Can you repeat the rows verbatim, starting at the one containing "of the bush." and ending at the final row, with the pictures left out?

**** EXTRACTED MATERIAL ****

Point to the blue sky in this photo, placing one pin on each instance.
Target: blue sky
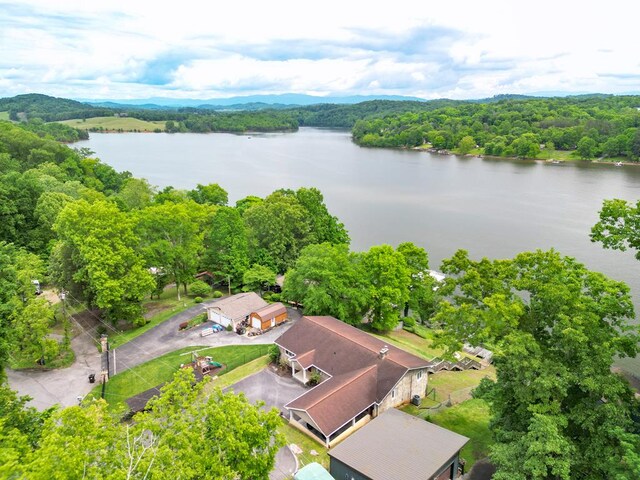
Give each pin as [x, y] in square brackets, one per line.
[116, 49]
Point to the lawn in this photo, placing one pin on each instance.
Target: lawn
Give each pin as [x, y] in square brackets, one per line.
[150, 374]
[306, 444]
[126, 124]
[157, 311]
[471, 419]
[419, 343]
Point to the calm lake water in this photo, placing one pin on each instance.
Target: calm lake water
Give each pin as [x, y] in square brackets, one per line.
[492, 208]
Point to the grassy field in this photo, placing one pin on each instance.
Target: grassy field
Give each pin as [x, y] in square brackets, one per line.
[306, 444]
[150, 374]
[420, 344]
[115, 124]
[156, 311]
[471, 419]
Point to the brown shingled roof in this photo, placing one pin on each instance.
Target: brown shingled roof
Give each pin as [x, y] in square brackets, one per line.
[271, 311]
[337, 400]
[360, 376]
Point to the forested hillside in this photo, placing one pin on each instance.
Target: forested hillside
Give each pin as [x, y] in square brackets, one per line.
[73, 221]
[593, 125]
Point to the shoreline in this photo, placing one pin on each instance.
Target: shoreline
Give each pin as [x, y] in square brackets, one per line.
[433, 151]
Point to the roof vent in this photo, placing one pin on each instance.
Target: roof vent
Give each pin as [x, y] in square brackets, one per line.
[383, 351]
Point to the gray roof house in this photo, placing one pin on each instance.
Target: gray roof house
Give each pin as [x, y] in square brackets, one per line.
[234, 309]
[398, 446]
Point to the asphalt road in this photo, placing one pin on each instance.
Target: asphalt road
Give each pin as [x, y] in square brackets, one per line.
[275, 391]
[64, 386]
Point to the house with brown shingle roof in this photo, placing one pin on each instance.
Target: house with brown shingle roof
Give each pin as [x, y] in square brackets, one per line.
[360, 375]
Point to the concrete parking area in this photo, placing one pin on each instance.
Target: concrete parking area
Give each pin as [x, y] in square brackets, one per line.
[274, 391]
[270, 388]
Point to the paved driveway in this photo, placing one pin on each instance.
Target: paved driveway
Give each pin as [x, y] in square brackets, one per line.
[63, 386]
[274, 391]
[166, 338]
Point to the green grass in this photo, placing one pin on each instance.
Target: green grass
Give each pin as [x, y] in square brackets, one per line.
[306, 444]
[240, 373]
[420, 344]
[150, 374]
[126, 124]
[158, 311]
[471, 419]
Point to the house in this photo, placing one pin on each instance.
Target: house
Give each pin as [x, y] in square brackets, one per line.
[399, 446]
[269, 316]
[359, 377]
[312, 471]
[234, 309]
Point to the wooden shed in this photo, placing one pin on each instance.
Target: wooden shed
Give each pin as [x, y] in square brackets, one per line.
[269, 316]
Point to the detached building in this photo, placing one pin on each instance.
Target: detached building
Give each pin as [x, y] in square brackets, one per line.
[269, 316]
[360, 377]
[398, 446]
[234, 309]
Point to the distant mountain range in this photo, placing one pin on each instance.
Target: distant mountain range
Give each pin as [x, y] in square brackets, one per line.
[250, 102]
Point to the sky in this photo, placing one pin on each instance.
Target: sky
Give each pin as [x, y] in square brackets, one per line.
[136, 49]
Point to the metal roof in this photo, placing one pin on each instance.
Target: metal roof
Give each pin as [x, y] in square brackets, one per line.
[238, 306]
[399, 446]
[312, 471]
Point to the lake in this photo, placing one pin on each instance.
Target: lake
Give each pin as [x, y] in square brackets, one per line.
[492, 208]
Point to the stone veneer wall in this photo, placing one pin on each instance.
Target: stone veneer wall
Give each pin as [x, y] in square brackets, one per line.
[405, 389]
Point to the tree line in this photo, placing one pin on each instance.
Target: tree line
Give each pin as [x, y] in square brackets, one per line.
[594, 126]
[555, 327]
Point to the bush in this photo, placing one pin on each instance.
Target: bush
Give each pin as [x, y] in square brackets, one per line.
[199, 288]
[409, 322]
[274, 353]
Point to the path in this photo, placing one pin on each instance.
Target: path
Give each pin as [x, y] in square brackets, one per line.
[166, 338]
[64, 386]
[61, 386]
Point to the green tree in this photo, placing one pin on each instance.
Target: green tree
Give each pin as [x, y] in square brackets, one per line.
[171, 239]
[423, 298]
[280, 228]
[212, 194]
[226, 245]
[389, 279]
[558, 412]
[587, 148]
[97, 250]
[466, 144]
[200, 289]
[328, 280]
[136, 193]
[258, 278]
[619, 226]
[245, 203]
[324, 226]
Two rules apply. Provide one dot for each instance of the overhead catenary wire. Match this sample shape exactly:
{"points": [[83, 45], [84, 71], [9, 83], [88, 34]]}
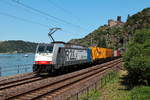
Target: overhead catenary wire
{"points": [[46, 14], [30, 21], [23, 19]]}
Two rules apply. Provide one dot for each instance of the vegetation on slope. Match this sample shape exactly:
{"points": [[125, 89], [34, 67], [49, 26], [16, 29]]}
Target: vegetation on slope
{"points": [[17, 47]]}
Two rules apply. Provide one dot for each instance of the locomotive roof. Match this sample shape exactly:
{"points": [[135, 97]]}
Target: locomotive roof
{"points": [[60, 42]]}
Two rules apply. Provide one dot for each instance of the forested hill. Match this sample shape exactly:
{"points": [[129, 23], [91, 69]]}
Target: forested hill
{"points": [[18, 46], [116, 36]]}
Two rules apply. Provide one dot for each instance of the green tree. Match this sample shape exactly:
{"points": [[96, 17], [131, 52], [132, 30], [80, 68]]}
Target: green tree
{"points": [[137, 57]]}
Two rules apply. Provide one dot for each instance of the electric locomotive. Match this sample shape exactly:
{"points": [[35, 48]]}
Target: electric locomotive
{"points": [[56, 55]]}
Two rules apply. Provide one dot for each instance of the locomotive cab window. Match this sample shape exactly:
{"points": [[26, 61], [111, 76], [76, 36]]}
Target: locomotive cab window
{"points": [[49, 49], [41, 49]]}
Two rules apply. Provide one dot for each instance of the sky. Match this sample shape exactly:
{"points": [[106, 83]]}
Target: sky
{"points": [[30, 20]]}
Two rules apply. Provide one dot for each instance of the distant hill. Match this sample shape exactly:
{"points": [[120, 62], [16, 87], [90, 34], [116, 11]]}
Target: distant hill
{"points": [[18, 46], [118, 35]]}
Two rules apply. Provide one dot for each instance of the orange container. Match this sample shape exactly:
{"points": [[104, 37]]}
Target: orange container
{"points": [[100, 53]]}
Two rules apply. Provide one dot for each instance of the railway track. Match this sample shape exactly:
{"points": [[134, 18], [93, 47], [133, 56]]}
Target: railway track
{"points": [[47, 88]]}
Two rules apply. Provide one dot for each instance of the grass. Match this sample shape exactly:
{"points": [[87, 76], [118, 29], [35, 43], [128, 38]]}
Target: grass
{"points": [[140, 93], [114, 90]]}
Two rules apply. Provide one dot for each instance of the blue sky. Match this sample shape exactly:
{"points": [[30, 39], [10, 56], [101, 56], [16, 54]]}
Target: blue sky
{"points": [[83, 17]]}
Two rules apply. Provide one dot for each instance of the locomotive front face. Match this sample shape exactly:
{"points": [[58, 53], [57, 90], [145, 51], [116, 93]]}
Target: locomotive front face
{"points": [[43, 58]]}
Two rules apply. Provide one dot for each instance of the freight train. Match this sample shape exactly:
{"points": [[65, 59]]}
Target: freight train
{"points": [[51, 57]]}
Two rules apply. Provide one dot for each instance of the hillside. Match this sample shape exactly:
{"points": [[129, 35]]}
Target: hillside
{"points": [[116, 36], [17, 46]]}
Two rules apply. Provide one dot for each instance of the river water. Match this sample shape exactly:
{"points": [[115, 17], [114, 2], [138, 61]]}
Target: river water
{"points": [[11, 64]]}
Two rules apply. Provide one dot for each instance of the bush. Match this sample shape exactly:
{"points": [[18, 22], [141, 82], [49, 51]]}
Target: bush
{"points": [[137, 58]]}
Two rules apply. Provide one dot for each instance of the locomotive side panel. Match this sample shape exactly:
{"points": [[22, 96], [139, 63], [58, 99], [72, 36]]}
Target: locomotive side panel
{"points": [[101, 53], [71, 56]]}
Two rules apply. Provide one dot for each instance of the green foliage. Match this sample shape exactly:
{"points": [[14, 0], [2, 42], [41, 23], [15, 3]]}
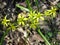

****

▸ **COMPLETED TASK**
Two rules apply. Provide one dot for each instance of the bush. Match this sample shape exactly:
{"points": [[18, 22], [141, 82], [49, 51]]}
Target: bush
{"points": [[137, 58]]}
Two rules apply. Provide one dot for each instance of the locomotive side panel. Match this sample shape exactly:
{"points": [[22, 96], [139, 63], [58, 99], [72, 36]]}
Target: locomotive side panel
{"points": [[101, 53], [71, 56]]}
Two rules apply. Provide one dot for each instance of the green foliage. Match this sample shape exactly:
{"points": [[14, 0], [2, 42], [41, 23], [15, 3]]}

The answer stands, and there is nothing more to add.